» **Text provided**
□ □ □
Member of the New Jersey General Assembly from the 34th district
- In office January 13, 1976 – April 18, 1980
- Preceded by: Herb Klein
- Succeeded by: S.M. Terry LaCorte

Personal details
- Born: October 18, 1921 Passaic, New Jersey
- Died: April 18, 1980 (aged 58) Passaic, New Jersey
- Party: Republican
- Spouse: Anne D. Niewaroski
- Children: 1
- Alma mater: New York University

= Emil Olszowy =

American politician

Emil Olszowy (October 18, 1921 – April 18, 1980) was an American Republican Party politician from Passaic, New Jersey. He served on the city council there and for four years in the New Jersey General Assembly.

==Biography==
Olszowy was born in Passaic in 1921. He married Anne D. Niewaroski and had one son, Ronald, born in 1945. He served in the United States Navy during World War II and from 1947 to 1968 was in the United States Army Reserve attaining the rank of Major. A graduate from New York University, he worked as an insurance broker and was vice president of the Manhattan Rubber Workers Union. He also was a part of the American Legion.
□ □ □
» **Extracted data**

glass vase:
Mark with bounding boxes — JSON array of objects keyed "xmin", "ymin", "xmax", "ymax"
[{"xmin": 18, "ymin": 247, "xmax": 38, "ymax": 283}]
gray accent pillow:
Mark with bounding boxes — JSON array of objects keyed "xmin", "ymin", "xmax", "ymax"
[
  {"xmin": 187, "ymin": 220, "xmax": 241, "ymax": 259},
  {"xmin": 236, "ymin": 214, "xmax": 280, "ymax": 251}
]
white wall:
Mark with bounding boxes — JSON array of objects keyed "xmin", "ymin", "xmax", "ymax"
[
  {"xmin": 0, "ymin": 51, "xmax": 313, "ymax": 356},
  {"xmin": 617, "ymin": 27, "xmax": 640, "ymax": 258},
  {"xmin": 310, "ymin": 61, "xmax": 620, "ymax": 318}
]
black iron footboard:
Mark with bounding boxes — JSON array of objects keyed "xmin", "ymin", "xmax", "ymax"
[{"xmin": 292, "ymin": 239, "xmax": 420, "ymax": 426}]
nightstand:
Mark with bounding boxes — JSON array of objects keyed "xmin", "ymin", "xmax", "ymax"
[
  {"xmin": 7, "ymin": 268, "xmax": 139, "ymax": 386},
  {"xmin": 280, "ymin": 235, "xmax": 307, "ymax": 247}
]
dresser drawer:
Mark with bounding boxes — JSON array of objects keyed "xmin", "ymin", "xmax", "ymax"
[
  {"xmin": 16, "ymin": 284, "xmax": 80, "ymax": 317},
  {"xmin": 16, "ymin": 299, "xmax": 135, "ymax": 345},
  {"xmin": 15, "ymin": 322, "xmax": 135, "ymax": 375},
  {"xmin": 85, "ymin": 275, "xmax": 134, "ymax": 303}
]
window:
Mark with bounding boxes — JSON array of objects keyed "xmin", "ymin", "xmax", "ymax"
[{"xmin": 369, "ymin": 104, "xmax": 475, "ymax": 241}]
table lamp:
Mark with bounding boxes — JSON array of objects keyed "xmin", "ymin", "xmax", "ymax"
□ □ □
» **What the task requires**
Continue the biography of Emil Olszowy from the point where it stops.

» **Your response**
In January 1973, Olszowy was appointed to the Passaic city council and was elected to the council in November. He served on the council until taking his seat in the Assembly. In 1975, Olszowy ran for the Assembly from the 34th district consisting of southern Passaic County municipalities. Though Democratic incumbent William J. Bate came overwhelmingly in first place in the general election, Olszowy defeated another incumbent Democrat Herb Klein by just under 500 votes. Klein's backing of Governor Brendan Byrne's state income tax proposal was a factor in his defeat. During a late night 1976 session in the sweltering Assembly chambers during a debate on the creation of the income tax, Olszowy stood up. Speaker Joseph A. LeFante called on Olszowy to ask for the reason of his rising. Olszowy responded, "Mr. Speaker, I rise to aerate my shorts." He was reelected in 1977 and 1979, both times with Democrat Bate.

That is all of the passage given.